== Data provided

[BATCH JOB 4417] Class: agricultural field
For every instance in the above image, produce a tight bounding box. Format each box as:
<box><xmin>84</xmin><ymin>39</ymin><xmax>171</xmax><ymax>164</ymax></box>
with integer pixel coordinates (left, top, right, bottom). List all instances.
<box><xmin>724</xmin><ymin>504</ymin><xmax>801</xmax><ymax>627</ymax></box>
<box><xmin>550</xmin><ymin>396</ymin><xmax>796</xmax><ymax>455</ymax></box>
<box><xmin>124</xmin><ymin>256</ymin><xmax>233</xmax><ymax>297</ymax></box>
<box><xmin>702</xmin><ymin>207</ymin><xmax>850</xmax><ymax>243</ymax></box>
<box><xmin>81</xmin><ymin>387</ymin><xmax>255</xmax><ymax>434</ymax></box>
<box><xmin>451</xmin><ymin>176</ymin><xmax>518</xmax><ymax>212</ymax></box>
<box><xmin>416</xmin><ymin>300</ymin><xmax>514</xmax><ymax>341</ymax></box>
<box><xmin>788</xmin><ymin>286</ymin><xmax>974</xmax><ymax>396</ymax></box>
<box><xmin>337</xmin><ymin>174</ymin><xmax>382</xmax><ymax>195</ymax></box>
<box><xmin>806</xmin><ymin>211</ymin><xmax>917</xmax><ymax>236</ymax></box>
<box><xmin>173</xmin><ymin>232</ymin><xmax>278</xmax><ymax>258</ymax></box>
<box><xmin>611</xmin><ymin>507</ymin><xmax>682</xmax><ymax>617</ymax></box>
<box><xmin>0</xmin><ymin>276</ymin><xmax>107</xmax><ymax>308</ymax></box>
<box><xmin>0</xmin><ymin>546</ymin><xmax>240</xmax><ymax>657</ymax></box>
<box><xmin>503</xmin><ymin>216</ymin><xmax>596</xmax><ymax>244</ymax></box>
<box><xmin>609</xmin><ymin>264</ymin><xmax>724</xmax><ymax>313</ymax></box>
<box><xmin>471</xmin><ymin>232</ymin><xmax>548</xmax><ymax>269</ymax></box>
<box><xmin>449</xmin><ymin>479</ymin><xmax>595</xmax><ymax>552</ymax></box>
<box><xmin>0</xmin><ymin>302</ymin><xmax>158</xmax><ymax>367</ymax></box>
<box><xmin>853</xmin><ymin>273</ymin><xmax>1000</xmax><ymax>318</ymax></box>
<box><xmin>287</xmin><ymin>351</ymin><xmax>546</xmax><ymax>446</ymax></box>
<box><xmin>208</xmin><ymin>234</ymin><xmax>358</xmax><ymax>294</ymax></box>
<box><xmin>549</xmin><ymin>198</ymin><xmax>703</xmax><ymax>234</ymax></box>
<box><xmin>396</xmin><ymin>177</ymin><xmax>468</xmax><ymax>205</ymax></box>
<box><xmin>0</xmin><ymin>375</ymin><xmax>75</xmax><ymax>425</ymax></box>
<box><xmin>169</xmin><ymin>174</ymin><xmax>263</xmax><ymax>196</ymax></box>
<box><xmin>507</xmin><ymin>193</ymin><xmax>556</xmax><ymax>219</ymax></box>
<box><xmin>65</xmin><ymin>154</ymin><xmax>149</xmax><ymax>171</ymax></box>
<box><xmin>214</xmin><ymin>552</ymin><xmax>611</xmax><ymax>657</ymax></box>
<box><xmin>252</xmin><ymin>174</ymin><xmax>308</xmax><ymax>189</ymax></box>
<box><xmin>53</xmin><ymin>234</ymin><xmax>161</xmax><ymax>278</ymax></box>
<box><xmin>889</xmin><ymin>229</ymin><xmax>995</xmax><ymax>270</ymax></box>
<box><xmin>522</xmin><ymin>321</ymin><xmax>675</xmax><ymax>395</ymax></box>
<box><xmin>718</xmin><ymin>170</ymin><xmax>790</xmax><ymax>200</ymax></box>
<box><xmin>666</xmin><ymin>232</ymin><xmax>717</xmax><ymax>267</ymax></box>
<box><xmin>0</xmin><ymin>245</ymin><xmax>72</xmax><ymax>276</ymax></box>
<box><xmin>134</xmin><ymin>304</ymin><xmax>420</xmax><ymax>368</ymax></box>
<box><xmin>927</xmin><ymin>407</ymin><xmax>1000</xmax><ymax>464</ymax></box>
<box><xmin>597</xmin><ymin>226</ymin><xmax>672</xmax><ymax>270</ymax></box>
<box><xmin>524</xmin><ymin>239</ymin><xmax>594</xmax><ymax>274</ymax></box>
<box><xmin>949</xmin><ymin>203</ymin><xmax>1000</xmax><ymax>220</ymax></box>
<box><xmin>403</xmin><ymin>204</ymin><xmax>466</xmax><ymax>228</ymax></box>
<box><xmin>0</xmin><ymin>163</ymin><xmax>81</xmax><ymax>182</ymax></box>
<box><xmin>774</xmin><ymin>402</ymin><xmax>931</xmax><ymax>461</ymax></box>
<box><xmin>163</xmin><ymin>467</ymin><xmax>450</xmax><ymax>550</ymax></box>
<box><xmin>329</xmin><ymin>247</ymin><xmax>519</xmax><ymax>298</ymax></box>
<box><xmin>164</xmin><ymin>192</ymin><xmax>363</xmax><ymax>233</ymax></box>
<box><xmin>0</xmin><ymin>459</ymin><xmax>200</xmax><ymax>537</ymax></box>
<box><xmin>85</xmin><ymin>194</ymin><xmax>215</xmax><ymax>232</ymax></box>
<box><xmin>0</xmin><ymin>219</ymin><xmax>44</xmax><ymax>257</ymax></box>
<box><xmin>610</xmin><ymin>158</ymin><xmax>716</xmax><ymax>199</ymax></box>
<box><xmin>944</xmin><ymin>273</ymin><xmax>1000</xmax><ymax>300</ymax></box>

====

* _Task directions_: Write the records out once more. Change nothing.

* _Answer section_:
[BATCH JOB 4417] Class: agricultural field
For every instance in the above image, produce a tight bounding box. Format each box as:
<box><xmin>84</xmin><ymin>39</ymin><xmax>171</xmax><ymax>164</ymax></box>
with integer pixel coordinates (left, top, right, bottom). List all instances.
<box><xmin>724</xmin><ymin>504</ymin><xmax>801</xmax><ymax>627</ymax></box>
<box><xmin>550</xmin><ymin>396</ymin><xmax>796</xmax><ymax>455</ymax></box>
<box><xmin>124</xmin><ymin>256</ymin><xmax>233</xmax><ymax>297</ymax></box>
<box><xmin>702</xmin><ymin>207</ymin><xmax>850</xmax><ymax>243</ymax></box>
<box><xmin>81</xmin><ymin>387</ymin><xmax>255</xmax><ymax>434</ymax></box>
<box><xmin>451</xmin><ymin>176</ymin><xmax>518</xmax><ymax>212</ymax></box>
<box><xmin>416</xmin><ymin>300</ymin><xmax>514</xmax><ymax>341</ymax></box>
<box><xmin>788</xmin><ymin>286</ymin><xmax>974</xmax><ymax>396</ymax></box>
<box><xmin>337</xmin><ymin>174</ymin><xmax>382</xmax><ymax>195</ymax></box>
<box><xmin>806</xmin><ymin>211</ymin><xmax>917</xmax><ymax>236</ymax></box>
<box><xmin>173</xmin><ymin>232</ymin><xmax>278</xmax><ymax>258</ymax></box>
<box><xmin>611</xmin><ymin>507</ymin><xmax>682</xmax><ymax>617</ymax></box>
<box><xmin>0</xmin><ymin>276</ymin><xmax>107</xmax><ymax>308</ymax></box>
<box><xmin>0</xmin><ymin>546</ymin><xmax>240</xmax><ymax>657</ymax></box>
<box><xmin>503</xmin><ymin>216</ymin><xmax>596</xmax><ymax>244</ymax></box>
<box><xmin>609</xmin><ymin>264</ymin><xmax>724</xmax><ymax>313</ymax></box>
<box><xmin>471</xmin><ymin>232</ymin><xmax>548</xmax><ymax>269</ymax></box>
<box><xmin>449</xmin><ymin>479</ymin><xmax>595</xmax><ymax>552</ymax></box>
<box><xmin>0</xmin><ymin>302</ymin><xmax>158</xmax><ymax>367</ymax></box>
<box><xmin>853</xmin><ymin>273</ymin><xmax>1000</xmax><ymax>318</ymax></box>
<box><xmin>287</xmin><ymin>351</ymin><xmax>546</xmax><ymax>446</ymax></box>
<box><xmin>208</xmin><ymin>234</ymin><xmax>358</xmax><ymax>294</ymax></box>
<box><xmin>549</xmin><ymin>198</ymin><xmax>703</xmax><ymax>234</ymax></box>
<box><xmin>396</xmin><ymin>177</ymin><xmax>468</xmax><ymax>205</ymax></box>
<box><xmin>0</xmin><ymin>375</ymin><xmax>75</xmax><ymax>425</ymax></box>
<box><xmin>169</xmin><ymin>174</ymin><xmax>263</xmax><ymax>196</ymax></box>
<box><xmin>507</xmin><ymin>193</ymin><xmax>556</xmax><ymax>219</ymax></box>
<box><xmin>65</xmin><ymin>154</ymin><xmax>149</xmax><ymax>171</ymax></box>
<box><xmin>214</xmin><ymin>552</ymin><xmax>611</xmax><ymax>657</ymax></box>
<box><xmin>252</xmin><ymin>174</ymin><xmax>308</xmax><ymax>189</ymax></box>
<box><xmin>53</xmin><ymin>234</ymin><xmax>161</xmax><ymax>278</ymax></box>
<box><xmin>889</xmin><ymin>229</ymin><xmax>995</xmax><ymax>270</ymax></box>
<box><xmin>522</xmin><ymin>321</ymin><xmax>675</xmax><ymax>395</ymax></box>
<box><xmin>718</xmin><ymin>170</ymin><xmax>790</xmax><ymax>200</ymax></box>
<box><xmin>666</xmin><ymin>232</ymin><xmax>717</xmax><ymax>267</ymax></box>
<box><xmin>0</xmin><ymin>245</ymin><xmax>72</xmax><ymax>276</ymax></box>
<box><xmin>134</xmin><ymin>304</ymin><xmax>420</xmax><ymax>368</ymax></box>
<box><xmin>927</xmin><ymin>407</ymin><xmax>1000</xmax><ymax>464</ymax></box>
<box><xmin>597</xmin><ymin>226</ymin><xmax>672</xmax><ymax>270</ymax></box>
<box><xmin>524</xmin><ymin>239</ymin><xmax>594</xmax><ymax>274</ymax></box>
<box><xmin>949</xmin><ymin>203</ymin><xmax>1000</xmax><ymax>220</ymax></box>
<box><xmin>403</xmin><ymin>204</ymin><xmax>466</xmax><ymax>228</ymax></box>
<box><xmin>0</xmin><ymin>163</ymin><xmax>81</xmax><ymax>182</ymax></box>
<box><xmin>774</xmin><ymin>402</ymin><xmax>931</xmax><ymax>461</ymax></box>
<box><xmin>163</xmin><ymin>467</ymin><xmax>450</xmax><ymax>550</ymax></box>
<box><xmin>329</xmin><ymin>247</ymin><xmax>519</xmax><ymax>298</ymax></box>
<box><xmin>164</xmin><ymin>192</ymin><xmax>363</xmax><ymax>233</ymax></box>
<box><xmin>0</xmin><ymin>459</ymin><xmax>200</xmax><ymax>537</ymax></box>
<box><xmin>85</xmin><ymin>194</ymin><xmax>215</xmax><ymax>232</ymax></box>
<box><xmin>0</xmin><ymin>219</ymin><xmax>44</xmax><ymax>257</ymax></box>
<box><xmin>610</xmin><ymin>158</ymin><xmax>716</xmax><ymax>199</ymax></box>
<box><xmin>944</xmin><ymin>273</ymin><xmax>1000</xmax><ymax>300</ymax></box>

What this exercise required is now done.